> [TEXT SHOWN]:

☆ ☆ ☆

The recent remarks by the Catholic Bishop
of Sokoto Diocese, Most Rev Matthew Kukah, which seeks to question the
moral and spiritual validity of the practice in which men of God are now
fighting for space in the glittering world of opulence and razzmatazz with
modern day traders and money changers, and the flak it drew from the body that
ought to know better, Christians Association of Nigeria, through its
spokesperson, Elder Sunday Oibe, has exposed the obvious contradictions that
have emerged between what the Church was originally set up to achieve amongst
humanity on behalf of God and what we are witnessing today.
The
apostasy is such that church leaders are shamelessly trading places with CEOs
of Fortune 500 businesses. The old picture of Christ as the simple and humble
man from Galilee has been replaced by that of the rich and arrogant man with
swagger, who has no need for God’s help because all that makes the material
life meaningful are already with him. The picture of heaven that we were given
as kids at catechism and Sunday school classes was that it is a place of bliss
and endless peace, as against this present world of suffering and sacrifices.
The
new recklessly opulent lifestyle of those who call themselves “men of God”
seems to ask the question: Why wait to die before you have a taste of heaven
when you can financially acquire it right now? Of course, the natural
exclamation you will hear when you peep into the luxurious cabin of a typical
private aircraft is “This is heaven!”
What
Kukah said and which was largely similar to what another man of God, Tunde
Bakare, and other piously minded people are saying, is that Christianity is
being unwittingly misrepresented by the unbridled materialism that has taken
hold of the church, which has the potential for perverting the central message
of Christianity which is holiness and reverence, publicly and privately.
The
position of Rev Kukah that “the stories of corrupt men and women being given
recognition by their churches or mosques as gallant sons and daughters and the
embarrassing stories of pastors displaying conspicuous wealth as we hear from
the purchases of private jets and so on, clearly diminish our moral voice” is
actually the sad story of the worldly and corrupt Nigeria of today.

☆ ☆ ☆

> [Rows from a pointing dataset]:
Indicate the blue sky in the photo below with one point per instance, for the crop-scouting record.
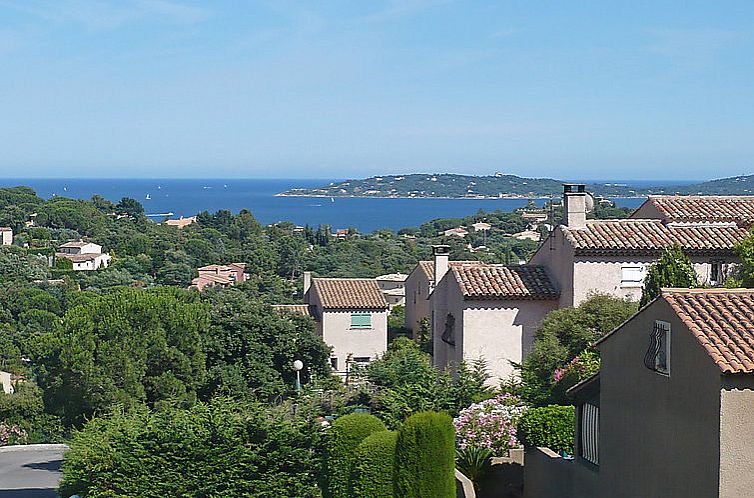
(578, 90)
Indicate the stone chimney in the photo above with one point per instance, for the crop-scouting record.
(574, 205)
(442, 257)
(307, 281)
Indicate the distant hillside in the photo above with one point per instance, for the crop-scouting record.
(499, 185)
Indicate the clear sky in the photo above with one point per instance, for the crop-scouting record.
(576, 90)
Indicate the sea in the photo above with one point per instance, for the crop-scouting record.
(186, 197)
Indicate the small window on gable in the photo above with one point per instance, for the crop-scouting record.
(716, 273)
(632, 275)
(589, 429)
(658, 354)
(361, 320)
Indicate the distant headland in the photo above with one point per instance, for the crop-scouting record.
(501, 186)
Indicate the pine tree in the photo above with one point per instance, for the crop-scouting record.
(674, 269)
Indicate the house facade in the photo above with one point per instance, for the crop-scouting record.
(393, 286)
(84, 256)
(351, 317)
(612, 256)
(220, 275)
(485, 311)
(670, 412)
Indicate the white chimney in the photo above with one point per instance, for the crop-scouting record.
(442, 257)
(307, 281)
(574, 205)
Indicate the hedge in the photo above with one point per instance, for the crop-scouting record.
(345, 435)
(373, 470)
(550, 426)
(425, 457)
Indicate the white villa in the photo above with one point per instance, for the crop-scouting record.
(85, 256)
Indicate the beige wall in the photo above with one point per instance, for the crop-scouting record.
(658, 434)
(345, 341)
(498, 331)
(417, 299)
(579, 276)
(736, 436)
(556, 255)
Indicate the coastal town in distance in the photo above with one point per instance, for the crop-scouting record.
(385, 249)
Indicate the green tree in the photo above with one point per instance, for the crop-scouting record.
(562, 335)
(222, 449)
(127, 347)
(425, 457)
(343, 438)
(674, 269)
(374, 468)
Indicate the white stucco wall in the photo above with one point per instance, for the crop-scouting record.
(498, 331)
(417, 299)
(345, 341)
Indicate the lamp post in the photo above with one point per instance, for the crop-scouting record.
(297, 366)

☆ ☆ ☆

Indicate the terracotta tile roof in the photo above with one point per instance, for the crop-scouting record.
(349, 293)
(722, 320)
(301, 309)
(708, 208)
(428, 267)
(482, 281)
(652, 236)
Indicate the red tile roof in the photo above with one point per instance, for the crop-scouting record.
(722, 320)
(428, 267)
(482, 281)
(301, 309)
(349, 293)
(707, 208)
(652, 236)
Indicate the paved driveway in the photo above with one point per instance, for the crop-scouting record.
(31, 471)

☆ ☆ ☆

> [ACTIONS TO TAKE]:
(1) Extract every line of the listing that contains the string "tile".
(2) Carry on the commentary about wealth and materialism among Nigerian church leaders, picking up after its final sentence.
The commentary and the listing have no connection to each other.

> [WRITTEN RESPONSES]:
(1)
Indicate the terracotta tile roof in the photo above with one point per instance, for the crop-scouting record.
Indicate the red tile roof in the photo above with one point per instance, for the crop-scouting record.

(2)
As
a Christian, I am surprised — in fact, disappointed — by the ecumenical
filibustering that was offered by CAN to the challenge that was being rightly
posed. In the words of Oibe, Kukah should not be taken seriously because “If
there is any clergy man in the country whose constituency is government, it is
Bishop Kukah, who served every government in power in the last decade. He thinks
people have forgotten in a hurry how he served in Obasanjo’s government and
turned round to attack the former president…” I wanted to hear Oibe list the
number of executive jets that are now in Kukah’s fleet as a result of his
association with those men of power.
Was
this really an intelligent response to the strong moral charge being leveled,
namely, that there is something not quite right in men of God wanting to outdo
men of the world in material pursuits?
Pastor
Ayo Oristejafor is the latest of the long list of men of God that are flying
across the globe with private jets while the faithful church members are
struggling to make ends meet after paying their burdensome church tax which
they call tithes.
With
respect to the advice that church leaders should be careful in their
interaction with political leaders, I think the Church should have taken it to
heart with all the seriousness that it deserves, rather than seeking to deflect
the accusation by pointing accusing fingers at those who are raising the issue.
I
am not too bothered about the incidents of church leaders fleecing their
members to support a lifestyle fit only for earthly principalities and powers
because my kobo will never stray into their till wilfully but I am worried
about the looming political and constitutional danger present in a situation in
which the church and the state are in active collusion to undermine the well-being of the masses.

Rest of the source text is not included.